◆ **PROBLEM DESCRIPTION**: Find "Each instance receives one point. Mark the curved tunnel" in the records that follow; print that line and each subsequent line through the last one, verbatim and with nothing added.

◆ **Point annotation dataset records**:
'''
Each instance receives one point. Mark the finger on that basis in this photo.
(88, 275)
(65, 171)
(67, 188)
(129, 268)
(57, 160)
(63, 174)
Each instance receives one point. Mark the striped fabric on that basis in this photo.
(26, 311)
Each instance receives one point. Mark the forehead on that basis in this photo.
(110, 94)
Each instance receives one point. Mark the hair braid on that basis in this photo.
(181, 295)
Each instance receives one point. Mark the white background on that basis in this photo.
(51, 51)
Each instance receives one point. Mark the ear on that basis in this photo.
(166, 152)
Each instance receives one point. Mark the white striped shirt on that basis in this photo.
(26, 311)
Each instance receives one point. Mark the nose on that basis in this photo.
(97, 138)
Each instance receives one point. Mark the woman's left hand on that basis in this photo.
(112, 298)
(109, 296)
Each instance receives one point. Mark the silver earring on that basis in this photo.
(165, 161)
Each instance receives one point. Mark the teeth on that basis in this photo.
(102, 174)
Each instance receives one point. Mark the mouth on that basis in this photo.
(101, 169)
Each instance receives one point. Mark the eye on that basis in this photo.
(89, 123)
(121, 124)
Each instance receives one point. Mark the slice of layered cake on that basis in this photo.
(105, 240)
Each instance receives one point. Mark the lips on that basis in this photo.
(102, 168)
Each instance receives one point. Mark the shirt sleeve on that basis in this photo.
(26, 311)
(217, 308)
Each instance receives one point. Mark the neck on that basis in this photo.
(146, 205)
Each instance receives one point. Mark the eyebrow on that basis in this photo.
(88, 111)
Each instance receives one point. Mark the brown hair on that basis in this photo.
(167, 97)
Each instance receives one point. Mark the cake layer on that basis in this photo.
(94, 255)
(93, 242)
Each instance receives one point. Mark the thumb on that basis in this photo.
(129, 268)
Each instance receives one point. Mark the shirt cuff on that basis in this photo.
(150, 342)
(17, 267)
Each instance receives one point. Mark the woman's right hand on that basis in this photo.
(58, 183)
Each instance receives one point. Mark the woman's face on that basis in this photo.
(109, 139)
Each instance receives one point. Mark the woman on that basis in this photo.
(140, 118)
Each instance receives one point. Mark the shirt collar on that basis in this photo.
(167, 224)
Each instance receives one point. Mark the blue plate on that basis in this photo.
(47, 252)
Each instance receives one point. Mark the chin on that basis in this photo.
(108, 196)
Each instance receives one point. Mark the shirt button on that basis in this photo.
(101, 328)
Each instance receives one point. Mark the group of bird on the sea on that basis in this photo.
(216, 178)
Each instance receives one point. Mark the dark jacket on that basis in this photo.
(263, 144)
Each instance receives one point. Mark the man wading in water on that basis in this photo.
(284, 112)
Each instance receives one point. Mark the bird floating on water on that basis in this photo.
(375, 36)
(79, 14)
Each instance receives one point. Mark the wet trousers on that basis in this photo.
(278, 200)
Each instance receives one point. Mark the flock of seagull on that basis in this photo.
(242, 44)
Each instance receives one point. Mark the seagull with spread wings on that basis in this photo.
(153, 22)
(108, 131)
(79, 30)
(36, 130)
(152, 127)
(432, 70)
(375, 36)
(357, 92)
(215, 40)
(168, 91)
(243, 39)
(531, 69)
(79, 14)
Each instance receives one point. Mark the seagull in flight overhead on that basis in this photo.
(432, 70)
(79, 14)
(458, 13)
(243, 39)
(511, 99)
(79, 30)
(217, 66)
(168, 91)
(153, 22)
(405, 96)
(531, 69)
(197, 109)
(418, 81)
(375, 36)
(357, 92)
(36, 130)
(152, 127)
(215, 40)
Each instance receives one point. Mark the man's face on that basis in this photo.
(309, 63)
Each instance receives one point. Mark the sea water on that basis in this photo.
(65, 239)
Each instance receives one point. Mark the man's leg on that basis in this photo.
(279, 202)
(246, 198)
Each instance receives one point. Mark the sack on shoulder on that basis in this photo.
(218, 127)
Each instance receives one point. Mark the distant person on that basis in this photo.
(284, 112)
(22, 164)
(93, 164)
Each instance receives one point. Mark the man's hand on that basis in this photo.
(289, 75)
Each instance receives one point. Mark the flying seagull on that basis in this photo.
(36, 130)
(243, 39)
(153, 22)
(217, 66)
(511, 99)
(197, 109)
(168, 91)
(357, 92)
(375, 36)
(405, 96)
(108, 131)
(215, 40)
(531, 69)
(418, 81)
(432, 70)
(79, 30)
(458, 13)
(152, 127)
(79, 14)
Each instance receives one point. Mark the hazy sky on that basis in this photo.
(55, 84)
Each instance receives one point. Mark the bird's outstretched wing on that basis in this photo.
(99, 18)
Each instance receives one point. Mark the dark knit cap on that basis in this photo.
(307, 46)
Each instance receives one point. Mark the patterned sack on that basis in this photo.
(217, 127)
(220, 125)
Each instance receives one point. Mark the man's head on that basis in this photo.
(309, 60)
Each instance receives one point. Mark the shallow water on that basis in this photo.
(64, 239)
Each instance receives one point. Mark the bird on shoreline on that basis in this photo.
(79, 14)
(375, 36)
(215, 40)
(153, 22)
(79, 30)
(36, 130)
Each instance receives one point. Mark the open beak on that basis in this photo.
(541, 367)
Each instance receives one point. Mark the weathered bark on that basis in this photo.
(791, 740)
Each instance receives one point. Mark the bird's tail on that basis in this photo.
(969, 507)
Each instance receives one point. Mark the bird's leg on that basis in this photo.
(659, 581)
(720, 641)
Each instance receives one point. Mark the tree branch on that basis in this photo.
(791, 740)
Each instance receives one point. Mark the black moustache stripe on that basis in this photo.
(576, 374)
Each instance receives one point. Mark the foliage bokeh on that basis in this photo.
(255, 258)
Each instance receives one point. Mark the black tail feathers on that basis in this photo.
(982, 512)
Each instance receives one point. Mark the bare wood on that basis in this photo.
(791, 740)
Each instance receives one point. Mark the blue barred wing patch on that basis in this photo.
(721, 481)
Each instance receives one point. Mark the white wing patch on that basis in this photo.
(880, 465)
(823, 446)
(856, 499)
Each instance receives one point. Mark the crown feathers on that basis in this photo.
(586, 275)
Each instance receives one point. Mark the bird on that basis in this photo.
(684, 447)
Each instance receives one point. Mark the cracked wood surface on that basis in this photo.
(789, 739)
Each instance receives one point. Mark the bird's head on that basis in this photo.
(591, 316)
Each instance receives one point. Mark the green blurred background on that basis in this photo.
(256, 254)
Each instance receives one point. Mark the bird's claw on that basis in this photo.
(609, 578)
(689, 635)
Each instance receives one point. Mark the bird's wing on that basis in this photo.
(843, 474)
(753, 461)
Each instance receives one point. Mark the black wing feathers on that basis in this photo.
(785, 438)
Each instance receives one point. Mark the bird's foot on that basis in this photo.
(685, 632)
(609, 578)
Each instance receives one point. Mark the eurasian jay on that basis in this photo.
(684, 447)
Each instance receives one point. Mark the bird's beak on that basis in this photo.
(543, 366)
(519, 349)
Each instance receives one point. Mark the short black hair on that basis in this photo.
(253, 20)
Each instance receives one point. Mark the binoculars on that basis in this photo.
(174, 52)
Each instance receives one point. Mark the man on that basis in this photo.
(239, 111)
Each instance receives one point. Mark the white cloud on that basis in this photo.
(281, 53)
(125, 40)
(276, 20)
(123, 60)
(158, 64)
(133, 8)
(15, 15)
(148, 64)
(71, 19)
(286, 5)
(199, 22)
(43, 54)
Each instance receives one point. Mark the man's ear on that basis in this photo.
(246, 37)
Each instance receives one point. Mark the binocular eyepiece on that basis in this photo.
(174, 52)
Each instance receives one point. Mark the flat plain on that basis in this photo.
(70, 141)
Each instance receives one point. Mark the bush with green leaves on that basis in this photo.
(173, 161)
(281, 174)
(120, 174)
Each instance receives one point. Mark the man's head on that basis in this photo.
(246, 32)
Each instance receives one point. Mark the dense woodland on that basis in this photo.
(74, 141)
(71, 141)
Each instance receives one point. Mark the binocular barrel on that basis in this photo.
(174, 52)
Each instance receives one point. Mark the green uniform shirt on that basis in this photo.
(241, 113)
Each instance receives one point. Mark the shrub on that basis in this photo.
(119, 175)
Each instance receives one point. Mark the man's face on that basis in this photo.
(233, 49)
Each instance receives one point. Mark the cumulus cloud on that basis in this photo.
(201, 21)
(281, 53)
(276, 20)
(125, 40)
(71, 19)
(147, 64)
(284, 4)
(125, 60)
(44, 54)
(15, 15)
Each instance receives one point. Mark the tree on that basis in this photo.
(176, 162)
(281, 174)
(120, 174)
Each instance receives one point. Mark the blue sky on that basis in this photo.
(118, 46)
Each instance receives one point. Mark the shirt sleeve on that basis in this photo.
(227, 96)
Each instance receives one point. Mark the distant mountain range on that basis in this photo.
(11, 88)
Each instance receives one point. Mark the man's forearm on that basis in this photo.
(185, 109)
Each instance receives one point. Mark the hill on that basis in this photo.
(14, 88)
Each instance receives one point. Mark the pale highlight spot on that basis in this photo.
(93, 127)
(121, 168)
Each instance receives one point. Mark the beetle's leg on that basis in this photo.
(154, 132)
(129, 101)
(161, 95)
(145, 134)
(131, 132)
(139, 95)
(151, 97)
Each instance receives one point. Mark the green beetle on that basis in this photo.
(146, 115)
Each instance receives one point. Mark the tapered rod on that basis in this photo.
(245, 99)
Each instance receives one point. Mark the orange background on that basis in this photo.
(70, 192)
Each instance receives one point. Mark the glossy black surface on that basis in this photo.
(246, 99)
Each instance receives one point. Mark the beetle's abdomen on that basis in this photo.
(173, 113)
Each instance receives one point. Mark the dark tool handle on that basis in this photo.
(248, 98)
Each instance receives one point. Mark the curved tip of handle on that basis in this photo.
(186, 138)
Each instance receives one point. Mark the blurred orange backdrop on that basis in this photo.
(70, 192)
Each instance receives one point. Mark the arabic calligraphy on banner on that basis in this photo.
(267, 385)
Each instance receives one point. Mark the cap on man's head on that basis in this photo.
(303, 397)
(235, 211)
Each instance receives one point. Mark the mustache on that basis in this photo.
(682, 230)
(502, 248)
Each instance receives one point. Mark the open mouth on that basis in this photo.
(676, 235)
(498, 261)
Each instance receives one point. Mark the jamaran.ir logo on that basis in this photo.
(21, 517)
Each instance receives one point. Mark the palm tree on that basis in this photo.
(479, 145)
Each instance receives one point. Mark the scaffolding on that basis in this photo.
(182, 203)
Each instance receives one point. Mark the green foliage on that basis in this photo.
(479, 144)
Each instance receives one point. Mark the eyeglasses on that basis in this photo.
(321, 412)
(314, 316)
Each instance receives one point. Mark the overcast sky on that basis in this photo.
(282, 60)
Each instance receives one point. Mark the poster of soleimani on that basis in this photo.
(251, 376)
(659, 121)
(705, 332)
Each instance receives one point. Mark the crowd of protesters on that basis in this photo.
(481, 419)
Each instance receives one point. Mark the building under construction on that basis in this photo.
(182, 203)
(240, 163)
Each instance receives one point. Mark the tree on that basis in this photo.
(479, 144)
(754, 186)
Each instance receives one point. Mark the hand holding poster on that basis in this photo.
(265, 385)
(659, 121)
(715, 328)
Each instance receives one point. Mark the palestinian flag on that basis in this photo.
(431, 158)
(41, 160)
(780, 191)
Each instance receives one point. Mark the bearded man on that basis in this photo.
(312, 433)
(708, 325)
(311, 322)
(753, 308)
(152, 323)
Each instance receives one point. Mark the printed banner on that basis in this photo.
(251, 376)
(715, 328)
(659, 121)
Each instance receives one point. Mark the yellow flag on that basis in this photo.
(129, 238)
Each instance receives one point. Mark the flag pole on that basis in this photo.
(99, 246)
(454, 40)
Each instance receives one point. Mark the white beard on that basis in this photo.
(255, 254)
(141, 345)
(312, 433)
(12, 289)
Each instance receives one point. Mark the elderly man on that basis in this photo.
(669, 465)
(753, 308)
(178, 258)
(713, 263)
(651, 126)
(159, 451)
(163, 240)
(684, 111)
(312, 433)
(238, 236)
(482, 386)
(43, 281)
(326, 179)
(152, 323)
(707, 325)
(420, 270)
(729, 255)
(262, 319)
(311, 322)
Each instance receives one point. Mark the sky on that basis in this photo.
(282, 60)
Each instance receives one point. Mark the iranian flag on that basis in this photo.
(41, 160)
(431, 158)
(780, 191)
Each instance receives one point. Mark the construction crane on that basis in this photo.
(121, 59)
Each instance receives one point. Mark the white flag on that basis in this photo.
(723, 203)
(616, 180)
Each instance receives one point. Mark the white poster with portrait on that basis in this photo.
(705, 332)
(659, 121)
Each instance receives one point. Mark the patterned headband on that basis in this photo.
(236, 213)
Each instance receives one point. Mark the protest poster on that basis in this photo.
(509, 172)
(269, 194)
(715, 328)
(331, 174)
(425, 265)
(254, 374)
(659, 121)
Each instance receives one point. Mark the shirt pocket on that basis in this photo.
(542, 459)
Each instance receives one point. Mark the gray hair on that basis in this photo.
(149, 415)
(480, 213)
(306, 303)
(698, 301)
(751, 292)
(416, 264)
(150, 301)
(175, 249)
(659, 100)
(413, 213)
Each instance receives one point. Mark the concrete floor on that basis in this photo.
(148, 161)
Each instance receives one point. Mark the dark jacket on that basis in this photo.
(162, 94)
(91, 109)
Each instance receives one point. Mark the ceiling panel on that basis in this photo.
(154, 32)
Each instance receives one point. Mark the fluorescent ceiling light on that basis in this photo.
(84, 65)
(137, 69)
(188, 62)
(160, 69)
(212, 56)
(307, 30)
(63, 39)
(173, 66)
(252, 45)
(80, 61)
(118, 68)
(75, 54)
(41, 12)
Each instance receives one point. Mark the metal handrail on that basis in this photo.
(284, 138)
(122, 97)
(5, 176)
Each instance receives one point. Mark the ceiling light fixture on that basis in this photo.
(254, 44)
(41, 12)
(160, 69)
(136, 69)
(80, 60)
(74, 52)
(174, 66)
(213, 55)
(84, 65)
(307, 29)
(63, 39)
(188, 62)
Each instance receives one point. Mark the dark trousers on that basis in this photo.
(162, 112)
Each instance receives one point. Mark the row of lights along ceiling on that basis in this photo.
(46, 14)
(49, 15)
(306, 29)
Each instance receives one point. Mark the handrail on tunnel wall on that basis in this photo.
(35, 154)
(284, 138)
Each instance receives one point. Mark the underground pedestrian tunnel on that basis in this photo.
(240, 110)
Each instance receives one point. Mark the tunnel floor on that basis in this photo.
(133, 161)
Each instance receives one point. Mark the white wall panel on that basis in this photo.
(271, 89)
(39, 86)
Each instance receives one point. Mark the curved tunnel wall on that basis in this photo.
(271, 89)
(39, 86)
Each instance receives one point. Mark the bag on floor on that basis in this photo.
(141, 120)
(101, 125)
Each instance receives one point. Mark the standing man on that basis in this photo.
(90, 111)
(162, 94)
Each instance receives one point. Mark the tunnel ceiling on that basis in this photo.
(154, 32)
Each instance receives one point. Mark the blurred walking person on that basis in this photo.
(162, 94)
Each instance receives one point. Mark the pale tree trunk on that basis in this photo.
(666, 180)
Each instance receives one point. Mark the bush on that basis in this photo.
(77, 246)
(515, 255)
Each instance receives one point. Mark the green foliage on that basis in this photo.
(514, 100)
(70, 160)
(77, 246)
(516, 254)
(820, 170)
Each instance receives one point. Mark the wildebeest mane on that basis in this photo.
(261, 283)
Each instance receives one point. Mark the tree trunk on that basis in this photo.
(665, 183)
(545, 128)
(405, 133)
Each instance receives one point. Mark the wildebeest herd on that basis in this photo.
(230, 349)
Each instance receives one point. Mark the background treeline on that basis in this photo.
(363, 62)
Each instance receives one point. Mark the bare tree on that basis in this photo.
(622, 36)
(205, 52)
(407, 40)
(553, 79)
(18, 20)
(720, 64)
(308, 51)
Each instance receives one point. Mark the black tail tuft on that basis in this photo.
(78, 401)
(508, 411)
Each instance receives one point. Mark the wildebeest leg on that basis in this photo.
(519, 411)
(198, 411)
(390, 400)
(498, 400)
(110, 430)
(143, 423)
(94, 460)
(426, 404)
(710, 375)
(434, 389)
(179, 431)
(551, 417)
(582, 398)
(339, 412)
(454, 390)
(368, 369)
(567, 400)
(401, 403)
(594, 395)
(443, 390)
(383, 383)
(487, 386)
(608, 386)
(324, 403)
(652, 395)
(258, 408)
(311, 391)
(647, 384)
'''
◆ **PROBLEM SOLUTION**:
Each instance receives one point. Mark the curved tunnel wall on that basis in this photo.
(271, 89)
(39, 86)
Each instance receives one point. Mark the bag on floor on that basis in this photo.
(141, 120)
(101, 125)
Each instance receives one point. Mark the standing man on that basis in this photo.
(90, 111)
(162, 94)
Each instance receives one point. Mark the tunnel ceiling on that basis in this photo.
(154, 32)
Each instance receives one point. Mark the blurred walking person on that basis in this photo.
(162, 94)
Each instance receives one point. Mark the pale tree trunk on that basis in this photo.
(666, 180)
Each instance receives one point. Mark the bush on that basis in this photo.
(77, 246)
(515, 255)
Each instance receives one point. Mark the green foliage on that basis in this photo.
(514, 100)
(70, 160)
(77, 246)
(516, 254)
(820, 170)
Each instance receives one point. Mark the wildebeest mane on that basis in this photo.
(261, 283)
Each instance receives one point. Mark the tree trunk on that basis in this photo.
(665, 183)
(545, 128)
(405, 133)
Each instance receives one point. Mark the wildebeest herd on that basis in this photo.
(230, 349)
Each instance receives one point. Mark the background treeline on that basis in this photo.
(363, 62)
Each instance receives one point. Mark the bare tree on that basis in this photo.
(622, 36)
(205, 52)
(407, 40)
(553, 79)
(18, 20)
(720, 64)
(308, 51)
Each instance receives one point. Mark the black tail tuft on that basis in this photo.
(78, 401)
(508, 411)
Each instance receives one point. Mark the wildebeest leg on that basis in this photo.
(519, 411)
(198, 411)
(390, 400)
(498, 400)
(110, 430)
(143, 423)
(94, 460)
(426, 404)
(710, 375)
(434, 389)
(179, 431)
(551, 417)
(582, 398)
(339, 412)
(454, 390)
(368, 369)
(567, 400)
(401, 403)
(594, 395)
(443, 390)
(383, 383)
(487, 386)
(608, 386)
(324, 403)
(652, 395)
(258, 408)
(311, 391)
(647, 384)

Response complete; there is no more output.